» **ТЕКСТ**
Общение с Розовым до конца жизни оставалось для Набокова как бы дверцей в тот самый потерянный рай детства, который он сконструировал в своем творчестве. Повествовательная ткань письма 1937 г. не укладывается в рамки одного эпистолярного жанра, контаминируя мемуары и художественную прозу, и напоминает (а несколько раз буквально дублирует) описания детства в романе «Дар», а также пассажи из автобиографии «Другие берега». Характерный пример из письма к Розову: «Весной учителя, помню, пропускали уроки, оставляя как бы квадраты голубого неба с футбольным мячом, падающим из голубизны». Соответственно в «Даре»: «…в последних числах марта <…> В классе было отворено большое окно <…> учителя пропускали уроки, оставляя вместо них как бы квадраты голубого неба, с футбольным мячом, падавшим из голубизны».[6]
Первая глава «Дара» была начата в августе 1936 г., а в апреле 1937-го, несмотря на еще не оконченные остальные, опубликована в журнале «Современные записки». Вторая глава, часть об азиатском путешествии Годунова-Чердынцева-старшего, была начата еще в июне 1935-го, тогда как работа над третьей продолжена лишь в середине октября 1937 г.[7] Именно в этот период, во время работы над «Даром», в Каннах пишется письмо к Розову.
Без текстологического анализа набросков из закрытого для доступа архива Набокова сейчас затруднительно с точностью утверждать, что было написано раньше: письмо другу или перекликающиеся с ним места в романе. Однако важный вывод можно сделать уже сейчас: автор настолько полно отождествляет себя с героем, что отдает ему фрагменты своей биографии, перенося воспоминания из школьного детства в прозу почти без изменений. Отметим тонкую стилистическую фактуру письма Розову в целом, насыщенного автоцитатами и небывало щедрого на откровения. Достаточно открыть опубликованные тома переписки Набокова, чтобы убедиться в контрасте с посланиями другим корреспондентам, количество которых с годами фантастически росло.[8]
В нынешней публикации впервые воспроизводится целиком[9] письмо Владимира Набокова по оригиналу, посланному им в Палестину 4 сентября 1937 г. из Европы. Рукопись из шести страниц, покрытых бисерным почерком, возможно, самое объемное и в художественном плане наиболее ценное из писем Набокова европейского периода (исключим послания к родным). Палестинское письмо Самуила Розова, датированное 1936-м, ставшее своеобразным детонатором и вызвавшее бурю эмоций у Набокова, обнаружено недавно Максимом Д. Шраером в Библиотеке Конгресса (Вашингтон), и готовится нами к печати.[10]
Публикация построена таким образом, что «центр тяжести» переносится в основном на корпус комментариев, содержащих необходимые отсылки, указания на набоковские реминисценции, библиографию, архивную информацию.

» **ИСХОДНЫЕ ДАННЫЕ**
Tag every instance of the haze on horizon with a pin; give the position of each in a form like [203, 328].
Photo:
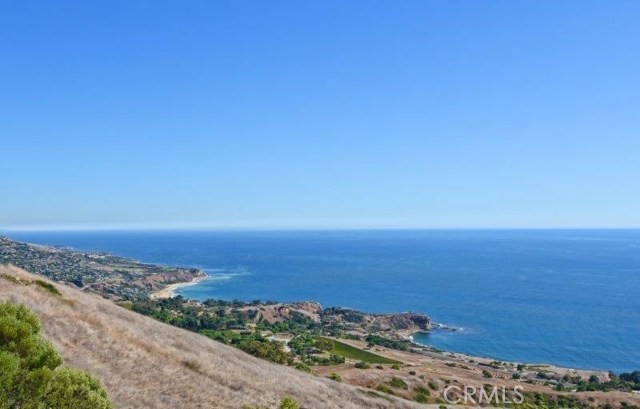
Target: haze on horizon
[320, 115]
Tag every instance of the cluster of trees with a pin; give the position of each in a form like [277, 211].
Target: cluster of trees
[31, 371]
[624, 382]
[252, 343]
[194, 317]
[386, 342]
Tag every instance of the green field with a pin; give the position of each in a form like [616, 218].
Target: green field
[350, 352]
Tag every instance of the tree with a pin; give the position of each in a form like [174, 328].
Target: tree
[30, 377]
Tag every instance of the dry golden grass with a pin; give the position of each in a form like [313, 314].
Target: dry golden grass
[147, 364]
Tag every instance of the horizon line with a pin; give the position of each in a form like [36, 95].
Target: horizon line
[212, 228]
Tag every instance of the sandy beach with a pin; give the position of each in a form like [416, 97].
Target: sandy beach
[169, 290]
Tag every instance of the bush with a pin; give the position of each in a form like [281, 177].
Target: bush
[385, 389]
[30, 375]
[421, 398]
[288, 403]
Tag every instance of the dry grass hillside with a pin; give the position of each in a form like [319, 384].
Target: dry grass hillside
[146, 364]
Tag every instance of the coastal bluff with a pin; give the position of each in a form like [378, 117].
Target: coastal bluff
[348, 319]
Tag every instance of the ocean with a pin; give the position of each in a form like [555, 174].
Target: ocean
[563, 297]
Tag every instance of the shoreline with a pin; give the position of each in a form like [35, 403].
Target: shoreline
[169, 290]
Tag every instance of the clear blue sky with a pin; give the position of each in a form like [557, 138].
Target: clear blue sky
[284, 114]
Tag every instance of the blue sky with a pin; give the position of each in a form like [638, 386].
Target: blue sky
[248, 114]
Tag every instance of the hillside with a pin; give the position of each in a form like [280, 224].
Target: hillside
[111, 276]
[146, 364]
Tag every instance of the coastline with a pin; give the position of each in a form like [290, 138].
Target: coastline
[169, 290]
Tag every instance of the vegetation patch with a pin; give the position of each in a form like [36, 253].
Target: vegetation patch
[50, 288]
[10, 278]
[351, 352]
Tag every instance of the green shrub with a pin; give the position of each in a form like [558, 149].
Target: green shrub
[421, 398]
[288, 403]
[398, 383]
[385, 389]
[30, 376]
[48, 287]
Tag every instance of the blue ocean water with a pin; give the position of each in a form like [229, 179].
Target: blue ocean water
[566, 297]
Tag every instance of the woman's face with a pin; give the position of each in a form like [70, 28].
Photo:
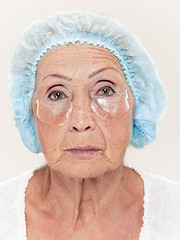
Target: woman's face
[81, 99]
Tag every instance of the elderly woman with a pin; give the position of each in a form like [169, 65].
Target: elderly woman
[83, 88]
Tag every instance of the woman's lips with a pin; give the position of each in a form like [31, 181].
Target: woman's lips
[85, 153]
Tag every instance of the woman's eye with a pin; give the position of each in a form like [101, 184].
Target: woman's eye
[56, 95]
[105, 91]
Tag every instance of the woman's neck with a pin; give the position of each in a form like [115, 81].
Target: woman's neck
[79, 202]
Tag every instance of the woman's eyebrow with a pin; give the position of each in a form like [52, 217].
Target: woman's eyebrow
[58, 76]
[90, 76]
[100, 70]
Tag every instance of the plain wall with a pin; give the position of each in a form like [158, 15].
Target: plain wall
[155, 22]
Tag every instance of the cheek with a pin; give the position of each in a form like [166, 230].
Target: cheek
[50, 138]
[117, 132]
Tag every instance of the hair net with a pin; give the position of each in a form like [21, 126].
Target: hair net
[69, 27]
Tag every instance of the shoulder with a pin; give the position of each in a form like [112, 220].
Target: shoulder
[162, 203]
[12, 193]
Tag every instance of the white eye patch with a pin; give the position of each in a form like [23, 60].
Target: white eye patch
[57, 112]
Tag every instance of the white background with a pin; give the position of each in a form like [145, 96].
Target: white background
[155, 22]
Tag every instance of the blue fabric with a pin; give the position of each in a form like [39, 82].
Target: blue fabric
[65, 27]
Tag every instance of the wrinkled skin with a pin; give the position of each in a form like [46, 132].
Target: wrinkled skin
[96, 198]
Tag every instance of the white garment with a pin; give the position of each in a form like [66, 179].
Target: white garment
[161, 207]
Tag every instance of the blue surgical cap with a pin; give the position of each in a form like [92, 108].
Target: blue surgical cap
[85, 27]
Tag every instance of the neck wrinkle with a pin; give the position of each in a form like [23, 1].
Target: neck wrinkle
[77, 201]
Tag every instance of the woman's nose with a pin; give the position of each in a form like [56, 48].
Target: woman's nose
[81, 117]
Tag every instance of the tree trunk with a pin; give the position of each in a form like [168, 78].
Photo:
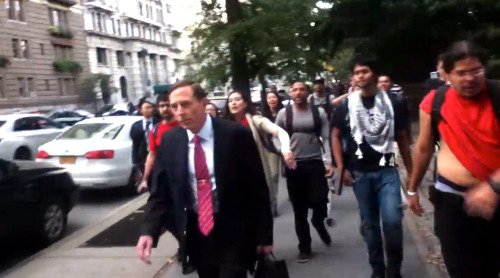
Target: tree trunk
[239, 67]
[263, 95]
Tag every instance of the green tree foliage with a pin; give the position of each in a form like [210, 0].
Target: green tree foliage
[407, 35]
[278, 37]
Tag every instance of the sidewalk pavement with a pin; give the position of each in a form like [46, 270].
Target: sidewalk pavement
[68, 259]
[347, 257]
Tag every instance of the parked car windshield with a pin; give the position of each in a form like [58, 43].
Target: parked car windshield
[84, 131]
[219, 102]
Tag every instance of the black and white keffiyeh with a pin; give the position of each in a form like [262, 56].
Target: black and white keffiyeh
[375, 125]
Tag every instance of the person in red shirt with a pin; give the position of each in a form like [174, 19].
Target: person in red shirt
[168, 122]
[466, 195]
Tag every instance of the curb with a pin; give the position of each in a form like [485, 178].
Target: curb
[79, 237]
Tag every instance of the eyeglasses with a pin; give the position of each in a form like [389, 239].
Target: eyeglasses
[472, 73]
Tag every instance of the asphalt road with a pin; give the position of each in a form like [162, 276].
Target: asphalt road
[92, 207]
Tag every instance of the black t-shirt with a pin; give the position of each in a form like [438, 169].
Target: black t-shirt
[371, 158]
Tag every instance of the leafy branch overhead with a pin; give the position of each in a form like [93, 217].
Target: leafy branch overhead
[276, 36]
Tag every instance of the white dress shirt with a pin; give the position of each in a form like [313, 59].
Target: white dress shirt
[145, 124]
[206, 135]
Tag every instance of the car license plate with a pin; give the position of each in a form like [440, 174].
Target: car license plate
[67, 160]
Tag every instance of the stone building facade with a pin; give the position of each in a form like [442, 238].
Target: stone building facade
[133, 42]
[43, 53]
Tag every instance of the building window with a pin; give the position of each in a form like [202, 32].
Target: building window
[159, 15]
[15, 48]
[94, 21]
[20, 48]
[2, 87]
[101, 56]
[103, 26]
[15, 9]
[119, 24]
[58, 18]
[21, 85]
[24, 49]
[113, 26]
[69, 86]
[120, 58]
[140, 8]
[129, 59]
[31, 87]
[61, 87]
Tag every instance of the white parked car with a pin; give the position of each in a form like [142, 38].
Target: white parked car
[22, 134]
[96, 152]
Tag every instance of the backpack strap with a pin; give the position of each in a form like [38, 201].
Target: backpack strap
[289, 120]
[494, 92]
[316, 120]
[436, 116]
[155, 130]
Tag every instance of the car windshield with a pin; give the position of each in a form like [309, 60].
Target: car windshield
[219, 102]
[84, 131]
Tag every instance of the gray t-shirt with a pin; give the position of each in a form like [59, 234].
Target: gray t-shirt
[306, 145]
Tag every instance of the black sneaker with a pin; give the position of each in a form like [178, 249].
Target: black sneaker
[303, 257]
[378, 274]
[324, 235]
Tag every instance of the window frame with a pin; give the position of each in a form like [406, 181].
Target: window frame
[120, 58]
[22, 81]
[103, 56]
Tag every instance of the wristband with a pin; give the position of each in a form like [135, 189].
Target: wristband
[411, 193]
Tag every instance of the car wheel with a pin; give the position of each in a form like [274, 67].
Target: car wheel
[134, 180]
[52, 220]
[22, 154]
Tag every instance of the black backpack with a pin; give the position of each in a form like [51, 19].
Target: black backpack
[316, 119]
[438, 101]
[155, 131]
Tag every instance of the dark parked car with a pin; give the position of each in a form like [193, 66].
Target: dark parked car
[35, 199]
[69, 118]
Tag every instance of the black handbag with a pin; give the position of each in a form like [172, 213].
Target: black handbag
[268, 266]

--

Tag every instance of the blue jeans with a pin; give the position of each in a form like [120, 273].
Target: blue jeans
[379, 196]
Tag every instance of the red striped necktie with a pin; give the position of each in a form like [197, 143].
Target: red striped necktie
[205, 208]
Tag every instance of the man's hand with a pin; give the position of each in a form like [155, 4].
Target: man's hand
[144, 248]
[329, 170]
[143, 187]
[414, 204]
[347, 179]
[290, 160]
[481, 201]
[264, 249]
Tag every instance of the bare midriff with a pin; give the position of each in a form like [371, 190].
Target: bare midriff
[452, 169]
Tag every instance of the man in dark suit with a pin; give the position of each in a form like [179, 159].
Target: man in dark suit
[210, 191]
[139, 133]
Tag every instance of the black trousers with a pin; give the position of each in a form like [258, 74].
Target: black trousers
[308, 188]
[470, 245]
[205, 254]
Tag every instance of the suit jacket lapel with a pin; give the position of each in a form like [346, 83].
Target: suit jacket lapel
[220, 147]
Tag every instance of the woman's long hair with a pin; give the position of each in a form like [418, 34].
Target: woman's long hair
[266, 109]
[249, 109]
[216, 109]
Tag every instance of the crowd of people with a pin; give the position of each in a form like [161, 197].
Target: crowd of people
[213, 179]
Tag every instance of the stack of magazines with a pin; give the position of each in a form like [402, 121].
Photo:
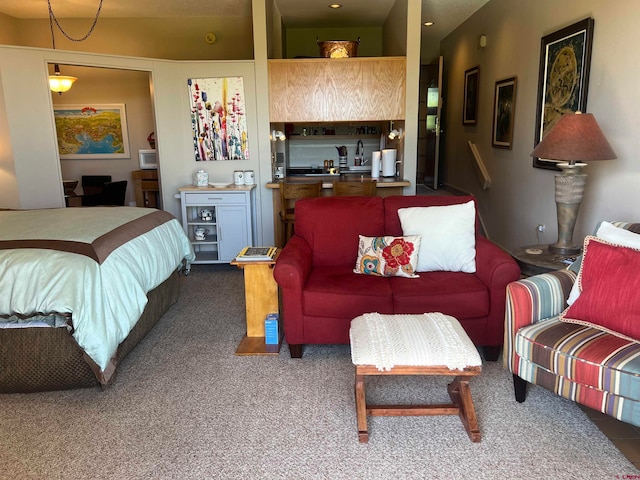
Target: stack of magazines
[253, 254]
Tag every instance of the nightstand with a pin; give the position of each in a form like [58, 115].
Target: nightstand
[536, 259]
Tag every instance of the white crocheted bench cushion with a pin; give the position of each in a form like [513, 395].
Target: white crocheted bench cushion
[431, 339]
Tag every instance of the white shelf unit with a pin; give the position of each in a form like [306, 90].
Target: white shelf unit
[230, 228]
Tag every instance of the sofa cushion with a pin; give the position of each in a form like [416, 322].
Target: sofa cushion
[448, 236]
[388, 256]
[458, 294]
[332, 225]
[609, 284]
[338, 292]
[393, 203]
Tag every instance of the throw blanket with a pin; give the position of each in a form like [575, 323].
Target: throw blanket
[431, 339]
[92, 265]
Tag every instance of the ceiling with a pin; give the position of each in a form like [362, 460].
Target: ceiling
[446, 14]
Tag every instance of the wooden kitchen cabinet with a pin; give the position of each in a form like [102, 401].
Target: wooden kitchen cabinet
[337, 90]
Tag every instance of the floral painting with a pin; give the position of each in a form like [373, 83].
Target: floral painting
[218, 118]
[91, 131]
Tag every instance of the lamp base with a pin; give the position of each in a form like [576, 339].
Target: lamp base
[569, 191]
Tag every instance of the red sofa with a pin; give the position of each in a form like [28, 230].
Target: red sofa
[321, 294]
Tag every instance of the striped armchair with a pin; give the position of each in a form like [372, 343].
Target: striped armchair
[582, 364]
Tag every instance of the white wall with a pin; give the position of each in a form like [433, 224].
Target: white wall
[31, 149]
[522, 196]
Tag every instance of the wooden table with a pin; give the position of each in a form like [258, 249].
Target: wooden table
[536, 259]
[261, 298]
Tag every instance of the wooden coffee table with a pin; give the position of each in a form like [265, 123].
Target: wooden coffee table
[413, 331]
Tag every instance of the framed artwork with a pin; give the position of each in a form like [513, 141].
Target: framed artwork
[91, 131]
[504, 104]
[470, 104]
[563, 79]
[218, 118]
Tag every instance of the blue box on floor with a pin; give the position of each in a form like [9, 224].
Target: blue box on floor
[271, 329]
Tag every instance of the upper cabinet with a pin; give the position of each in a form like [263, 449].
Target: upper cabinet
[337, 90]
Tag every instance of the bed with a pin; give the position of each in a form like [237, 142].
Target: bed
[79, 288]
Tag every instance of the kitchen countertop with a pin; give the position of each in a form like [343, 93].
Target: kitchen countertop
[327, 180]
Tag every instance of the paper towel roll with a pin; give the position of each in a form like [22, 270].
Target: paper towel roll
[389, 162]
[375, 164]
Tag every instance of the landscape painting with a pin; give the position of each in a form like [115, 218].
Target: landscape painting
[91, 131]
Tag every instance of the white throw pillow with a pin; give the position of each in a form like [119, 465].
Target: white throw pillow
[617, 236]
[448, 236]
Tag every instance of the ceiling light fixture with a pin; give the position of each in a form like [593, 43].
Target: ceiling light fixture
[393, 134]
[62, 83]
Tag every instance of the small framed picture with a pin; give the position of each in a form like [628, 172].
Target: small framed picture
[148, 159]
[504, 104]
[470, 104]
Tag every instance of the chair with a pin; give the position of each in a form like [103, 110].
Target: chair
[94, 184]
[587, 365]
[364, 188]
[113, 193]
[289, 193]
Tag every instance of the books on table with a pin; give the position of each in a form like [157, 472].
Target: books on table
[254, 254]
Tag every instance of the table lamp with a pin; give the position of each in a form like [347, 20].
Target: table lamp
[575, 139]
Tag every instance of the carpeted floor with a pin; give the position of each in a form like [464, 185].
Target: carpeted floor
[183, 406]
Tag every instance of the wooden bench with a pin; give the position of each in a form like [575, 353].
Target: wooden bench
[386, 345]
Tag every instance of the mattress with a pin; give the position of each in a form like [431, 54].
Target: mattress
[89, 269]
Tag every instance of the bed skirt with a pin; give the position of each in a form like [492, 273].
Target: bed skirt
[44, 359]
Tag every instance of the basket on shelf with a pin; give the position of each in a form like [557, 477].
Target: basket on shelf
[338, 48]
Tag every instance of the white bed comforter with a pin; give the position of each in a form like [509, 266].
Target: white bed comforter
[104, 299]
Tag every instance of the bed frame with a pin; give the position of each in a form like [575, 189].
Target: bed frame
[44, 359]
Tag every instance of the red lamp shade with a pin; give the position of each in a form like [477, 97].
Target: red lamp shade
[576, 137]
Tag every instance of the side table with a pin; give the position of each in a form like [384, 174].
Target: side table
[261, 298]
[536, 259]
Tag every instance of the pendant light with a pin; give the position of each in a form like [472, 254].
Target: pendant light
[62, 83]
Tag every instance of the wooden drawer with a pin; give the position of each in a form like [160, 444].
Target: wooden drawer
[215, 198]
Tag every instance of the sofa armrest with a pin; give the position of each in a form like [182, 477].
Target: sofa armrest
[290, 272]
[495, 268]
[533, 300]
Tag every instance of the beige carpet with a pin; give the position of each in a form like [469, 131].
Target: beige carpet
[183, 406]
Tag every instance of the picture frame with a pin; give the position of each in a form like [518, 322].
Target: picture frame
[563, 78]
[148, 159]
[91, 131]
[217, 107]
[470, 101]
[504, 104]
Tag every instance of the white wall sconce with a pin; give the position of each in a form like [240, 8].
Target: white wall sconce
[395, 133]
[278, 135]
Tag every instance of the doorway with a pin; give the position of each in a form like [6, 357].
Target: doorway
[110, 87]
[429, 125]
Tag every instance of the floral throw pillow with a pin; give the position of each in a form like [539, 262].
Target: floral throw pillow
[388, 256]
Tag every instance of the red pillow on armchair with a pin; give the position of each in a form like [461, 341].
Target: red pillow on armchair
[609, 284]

» **ЗАДАНИЯ ДЛЯ РАБОТЫ**
**a)** Определите, соответствуют ли тексту о письме Набокова Розову утверждения (i), (ii) и (iii). На каждое ответьте «да» или «нет» и приведите точную цитату из текста, которая это решает.
(i) Первая глава «Дара» вышла в журнале «Современные записки» в апреле 1937 г.
(ii) Письмо к Розову было написано в Берлине.
(iii) Рукопись письма занимает шесть страниц.
**b)** Ответьте по тексту о письме Набокова Розову на вопросы (i), (ii) и (iii).
(i) Когда была начата вторая глава «Дара»?
(ii) Куда и какого числа Набоков отправил письмо?
(iii) Кто и где обнаружил палестинское письмо Самуила Розова?
**c)** Продолжите текст о письме Набокова Розову, начав сразу после его последнего предложения.

» **ОТВЕТЫ К ЗАДАНИЯМ**
**a)**
(i) Да: «а в апреле 1937-го, несмотря на еще не оконченные остальные, опубликована в журнале «Современные записки»».
(ii) Нет: «в Каннах пишется письмо к Розову».
(iii) Да: «Рукопись из шести страниц, покрытых бисерным почерком».

**b)**
(i) В июне 1935 г.
(ii) В Палестину, 4 сентября 1937 г.
(iii) Максим Д. Шраер, в Библиотеке Конгресса (Вашингтон).

**c)**
Благодарю наследников корреспондентов, Дмитрия Набокова и Арье Розова (ныне покойного), давших в свое время любезное разрешение на публикацию письма. Настоящий расширенный вариант ранней статьи «Литературный подтекст палестинского письма Вл. Набокова. К столетию со дня рождения Вл. Набокова» (Новый журнал. 1999. № 214. С. 116–133) стал возможен после архивных изысканий в Центральном государственном историческом архиве Санкт-Петербурга в апреле-мае 1999 г. Автор благодарен сотрудникам архива за предоставленные ему для работы исключительные условия, а также Набоковскому Фонду и В. П. Старку за приглашение принять участие в Пушкинско-Набоковской конференции (Пушкинский Дом, РАН). Печатается с согласия редакции «Нового журнала». Подробнее о дальнейшей переписке Набокова и Розова см. нашу публикацию: Набоков, который рядом (Письма к С. И. Розову: 1945–1976) // Иерусалимский журнал. 1999. № 2. С. 142–160.
Hôtel des Alpes,{1}
Cannes A. M.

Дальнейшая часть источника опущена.